Retype the lines exactly, from the line that contains "Task: indicate the dark tile shower" through the line that contains "x=205, y=279", and nothing else.

- - -

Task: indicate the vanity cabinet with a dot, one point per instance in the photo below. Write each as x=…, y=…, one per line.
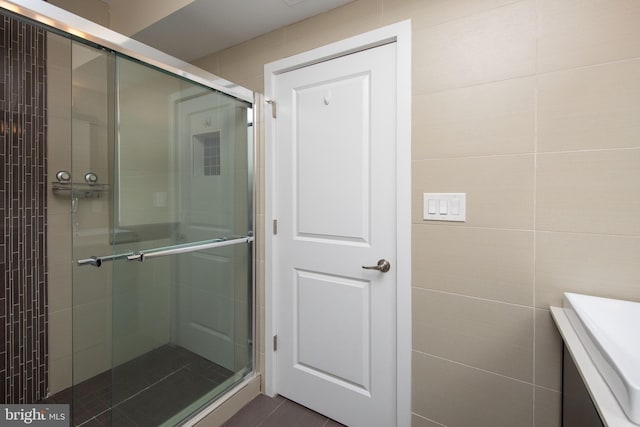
x=578, y=409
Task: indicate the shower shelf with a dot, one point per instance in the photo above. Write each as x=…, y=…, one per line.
x=79, y=190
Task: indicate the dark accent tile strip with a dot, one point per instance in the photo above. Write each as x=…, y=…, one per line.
x=23, y=209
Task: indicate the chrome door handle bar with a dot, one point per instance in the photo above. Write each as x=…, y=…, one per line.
x=171, y=250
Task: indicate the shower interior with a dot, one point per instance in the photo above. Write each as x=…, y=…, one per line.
x=144, y=161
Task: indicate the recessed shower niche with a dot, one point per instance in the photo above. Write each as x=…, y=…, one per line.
x=150, y=236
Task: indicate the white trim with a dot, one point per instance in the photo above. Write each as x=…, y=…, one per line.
x=400, y=33
x=54, y=17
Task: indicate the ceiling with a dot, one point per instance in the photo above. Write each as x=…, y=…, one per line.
x=207, y=26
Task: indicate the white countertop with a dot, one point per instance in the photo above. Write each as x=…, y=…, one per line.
x=605, y=402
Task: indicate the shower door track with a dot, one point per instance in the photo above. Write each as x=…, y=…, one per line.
x=140, y=256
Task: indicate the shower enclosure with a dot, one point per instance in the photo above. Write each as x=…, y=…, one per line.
x=150, y=237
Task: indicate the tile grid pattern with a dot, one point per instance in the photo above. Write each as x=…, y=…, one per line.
x=23, y=195
x=264, y=411
x=530, y=107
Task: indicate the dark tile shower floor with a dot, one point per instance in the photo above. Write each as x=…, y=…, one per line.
x=145, y=391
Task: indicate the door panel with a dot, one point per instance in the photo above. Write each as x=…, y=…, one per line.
x=333, y=344
x=322, y=192
x=210, y=127
x=336, y=201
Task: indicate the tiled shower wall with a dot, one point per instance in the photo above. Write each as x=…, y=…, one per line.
x=23, y=196
x=530, y=107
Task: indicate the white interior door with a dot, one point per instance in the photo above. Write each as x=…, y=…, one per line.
x=335, y=184
x=205, y=279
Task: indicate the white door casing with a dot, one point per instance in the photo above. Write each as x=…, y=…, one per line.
x=338, y=182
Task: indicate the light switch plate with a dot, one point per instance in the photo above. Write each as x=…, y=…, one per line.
x=444, y=207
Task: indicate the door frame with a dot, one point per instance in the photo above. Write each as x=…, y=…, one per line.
x=400, y=34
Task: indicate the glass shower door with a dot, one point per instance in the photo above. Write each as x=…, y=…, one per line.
x=173, y=268
x=182, y=297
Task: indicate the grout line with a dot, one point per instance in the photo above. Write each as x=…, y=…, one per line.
x=527, y=153
x=575, y=233
x=272, y=412
x=478, y=156
x=467, y=227
x=474, y=368
x=474, y=297
x=535, y=222
x=428, y=419
x=427, y=92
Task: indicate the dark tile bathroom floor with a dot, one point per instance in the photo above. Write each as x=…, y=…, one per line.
x=145, y=391
x=265, y=411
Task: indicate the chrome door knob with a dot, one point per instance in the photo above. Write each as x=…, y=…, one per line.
x=383, y=266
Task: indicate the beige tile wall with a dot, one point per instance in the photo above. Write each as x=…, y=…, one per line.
x=531, y=108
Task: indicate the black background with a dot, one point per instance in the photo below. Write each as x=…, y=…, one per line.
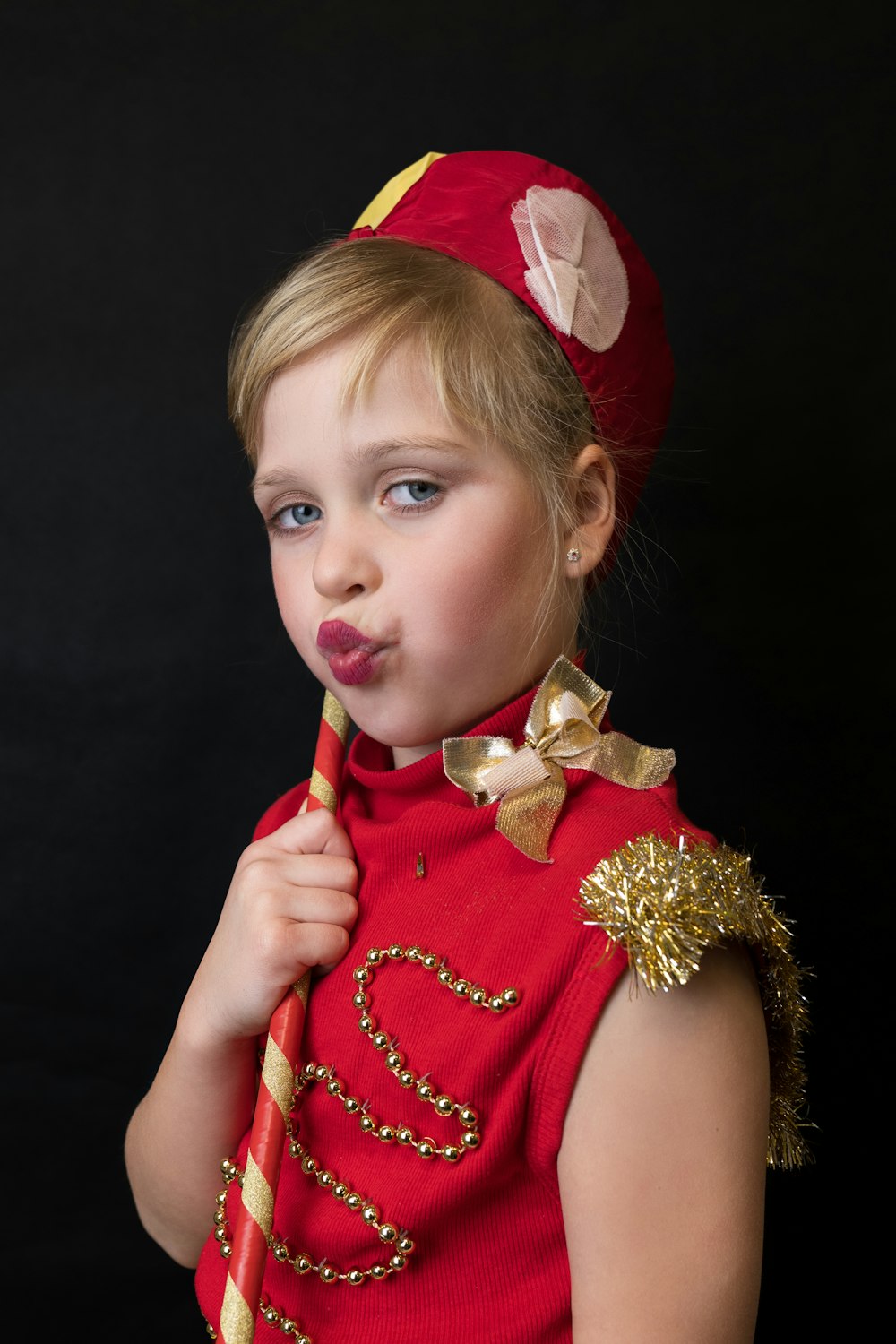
x=163, y=161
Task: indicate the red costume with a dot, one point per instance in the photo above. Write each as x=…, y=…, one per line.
x=489, y=1253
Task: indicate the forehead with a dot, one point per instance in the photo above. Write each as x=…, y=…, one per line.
x=319, y=403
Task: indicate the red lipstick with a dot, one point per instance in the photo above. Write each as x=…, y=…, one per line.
x=352, y=658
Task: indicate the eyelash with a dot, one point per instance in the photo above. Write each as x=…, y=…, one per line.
x=276, y=526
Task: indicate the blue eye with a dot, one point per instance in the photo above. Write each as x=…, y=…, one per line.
x=296, y=516
x=408, y=494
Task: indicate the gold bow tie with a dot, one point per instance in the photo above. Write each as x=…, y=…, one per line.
x=562, y=731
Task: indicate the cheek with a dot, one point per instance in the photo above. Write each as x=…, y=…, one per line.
x=495, y=588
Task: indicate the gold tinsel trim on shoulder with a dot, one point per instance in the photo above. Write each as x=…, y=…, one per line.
x=667, y=905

- - -

■ **Exercise solution**
Task: indicate the dark tile shower floor with a dot, one point per instance in the photo above. Write each as x=…, y=…, one per line.
x=145, y=391
Task: indicate the door panel with a dot, one point per instance in the photo above. Write each as x=…, y=…, one per line.
x=333, y=344
x=322, y=192
x=210, y=127
x=336, y=201
Task: indicate the tiled shower wall with a dot, one point per instance in the photo above. Write each as x=…, y=…, one per line.
x=23, y=196
x=530, y=107
Task: indicate the white interior door with a dot, one point per instance in the photo above. Write each as x=…, y=…, one per line.
x=335, y=184
x=205, y=279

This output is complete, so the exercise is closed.